**Short problem**. Please swap "return its location" for "give its position" in the material, starting with the line containing "Identify the rusty" and going on through the line containing "xmin=1017 ymin=625 xmax=1225 ymax=656", and give back only those lines with everything else unchanged.

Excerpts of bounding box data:
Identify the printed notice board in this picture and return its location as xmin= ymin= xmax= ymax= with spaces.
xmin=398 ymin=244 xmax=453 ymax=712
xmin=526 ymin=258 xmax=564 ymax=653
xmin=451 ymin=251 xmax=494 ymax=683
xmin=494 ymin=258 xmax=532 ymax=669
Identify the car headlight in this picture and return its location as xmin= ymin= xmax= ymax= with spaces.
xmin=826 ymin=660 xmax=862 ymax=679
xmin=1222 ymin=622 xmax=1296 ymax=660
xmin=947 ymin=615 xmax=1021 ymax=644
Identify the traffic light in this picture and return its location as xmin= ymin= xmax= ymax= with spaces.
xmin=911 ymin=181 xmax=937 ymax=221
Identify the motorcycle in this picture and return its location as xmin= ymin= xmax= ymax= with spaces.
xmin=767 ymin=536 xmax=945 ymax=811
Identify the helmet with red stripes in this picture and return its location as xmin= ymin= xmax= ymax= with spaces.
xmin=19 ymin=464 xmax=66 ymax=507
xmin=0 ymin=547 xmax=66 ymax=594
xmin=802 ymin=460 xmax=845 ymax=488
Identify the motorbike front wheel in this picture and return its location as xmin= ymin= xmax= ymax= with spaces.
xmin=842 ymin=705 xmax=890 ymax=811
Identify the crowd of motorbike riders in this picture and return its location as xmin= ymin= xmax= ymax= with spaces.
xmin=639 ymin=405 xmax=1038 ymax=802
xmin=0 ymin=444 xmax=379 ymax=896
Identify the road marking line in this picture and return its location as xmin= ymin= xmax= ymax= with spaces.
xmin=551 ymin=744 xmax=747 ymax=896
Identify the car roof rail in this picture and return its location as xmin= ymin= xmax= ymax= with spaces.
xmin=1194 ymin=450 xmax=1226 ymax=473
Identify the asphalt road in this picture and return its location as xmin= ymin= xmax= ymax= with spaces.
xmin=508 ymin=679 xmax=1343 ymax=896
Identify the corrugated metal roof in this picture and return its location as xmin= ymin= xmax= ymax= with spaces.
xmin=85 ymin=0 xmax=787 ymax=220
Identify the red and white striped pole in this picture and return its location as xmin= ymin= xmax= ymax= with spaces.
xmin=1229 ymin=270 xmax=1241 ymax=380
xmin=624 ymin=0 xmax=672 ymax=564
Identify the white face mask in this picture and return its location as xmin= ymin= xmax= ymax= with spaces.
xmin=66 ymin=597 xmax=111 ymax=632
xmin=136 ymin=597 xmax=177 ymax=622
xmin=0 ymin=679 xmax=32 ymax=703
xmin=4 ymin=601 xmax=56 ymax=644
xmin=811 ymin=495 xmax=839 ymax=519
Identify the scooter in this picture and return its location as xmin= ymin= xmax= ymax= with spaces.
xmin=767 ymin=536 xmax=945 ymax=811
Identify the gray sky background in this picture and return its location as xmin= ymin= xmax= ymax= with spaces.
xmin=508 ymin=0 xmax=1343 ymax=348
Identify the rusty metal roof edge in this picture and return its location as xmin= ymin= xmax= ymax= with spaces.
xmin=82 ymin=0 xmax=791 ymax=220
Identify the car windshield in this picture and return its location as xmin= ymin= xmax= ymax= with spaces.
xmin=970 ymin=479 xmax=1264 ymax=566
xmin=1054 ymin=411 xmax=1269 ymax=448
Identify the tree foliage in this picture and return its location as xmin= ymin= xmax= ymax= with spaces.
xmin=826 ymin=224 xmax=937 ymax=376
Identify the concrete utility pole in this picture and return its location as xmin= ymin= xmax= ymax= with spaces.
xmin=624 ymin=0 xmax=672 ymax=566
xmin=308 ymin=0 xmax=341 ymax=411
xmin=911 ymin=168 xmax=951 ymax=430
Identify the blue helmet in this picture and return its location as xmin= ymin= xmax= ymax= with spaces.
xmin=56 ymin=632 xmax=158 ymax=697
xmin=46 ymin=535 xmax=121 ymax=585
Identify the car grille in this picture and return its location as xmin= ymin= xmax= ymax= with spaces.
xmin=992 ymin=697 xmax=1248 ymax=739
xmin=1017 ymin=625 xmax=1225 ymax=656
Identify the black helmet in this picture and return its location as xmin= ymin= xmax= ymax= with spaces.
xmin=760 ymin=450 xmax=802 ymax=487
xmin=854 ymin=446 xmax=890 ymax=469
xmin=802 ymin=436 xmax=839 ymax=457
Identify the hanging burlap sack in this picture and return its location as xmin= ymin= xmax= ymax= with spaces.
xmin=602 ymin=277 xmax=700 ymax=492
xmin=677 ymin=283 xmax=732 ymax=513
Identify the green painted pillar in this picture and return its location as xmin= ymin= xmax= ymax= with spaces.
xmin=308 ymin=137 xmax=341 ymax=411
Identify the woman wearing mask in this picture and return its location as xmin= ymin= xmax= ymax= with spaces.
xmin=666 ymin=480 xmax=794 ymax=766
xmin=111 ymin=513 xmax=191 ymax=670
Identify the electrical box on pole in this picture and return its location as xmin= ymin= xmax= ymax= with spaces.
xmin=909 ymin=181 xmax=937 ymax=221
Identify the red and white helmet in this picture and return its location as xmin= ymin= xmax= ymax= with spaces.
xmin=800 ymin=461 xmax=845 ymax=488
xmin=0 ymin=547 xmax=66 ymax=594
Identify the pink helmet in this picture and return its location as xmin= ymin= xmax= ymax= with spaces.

**Answer for the task**.
Identify the rusty metal roof edge in this picture and give its position as xmin= ymin= xmax= ymax= with spaces.
xmin=82 ymin=0 xmax=791 ymax=220
Identify the car windshield in this picture and give its position as xmin= ymin= xmax= ymax= with spaces.
xmin=970 ymin=479 xmax=1264 ymax=566
xmin=1054 ymin=411 xmax=1269 ymax=448
Identify the tree foliage in this picture and give its position as xmin= ymin= xmax= ymax= with spaces.
xmin=826 ymin=224 xmax=937 ymax=376
Identify the concrete utility pole in this picture and give its position as xmin= ymin= xmax= ymax= with spaces.
xmin=624 ymin=0 xmax=672 ymax=566
xmin=308 ymin=0 xmax=341 ymax=411
xmin=911 ymin=168 xmax=951 ymax=430
Identify the blue helmet in this picture and give its position as xmin= ymin= xmax= ymax= with spaces.
xmin=56 ymin=632 xmax=158 ymax=697
xmin=46 ymin=535 xmax=121 ymax=585
Identify the car grille in this picture and give its position as xmin= ymin= xmax= ymax= with spaces.
xmin=992 ymin=697 xmax=1248 ymax=739
xmin=1017 ymin=625 xmax=1225 ymax=656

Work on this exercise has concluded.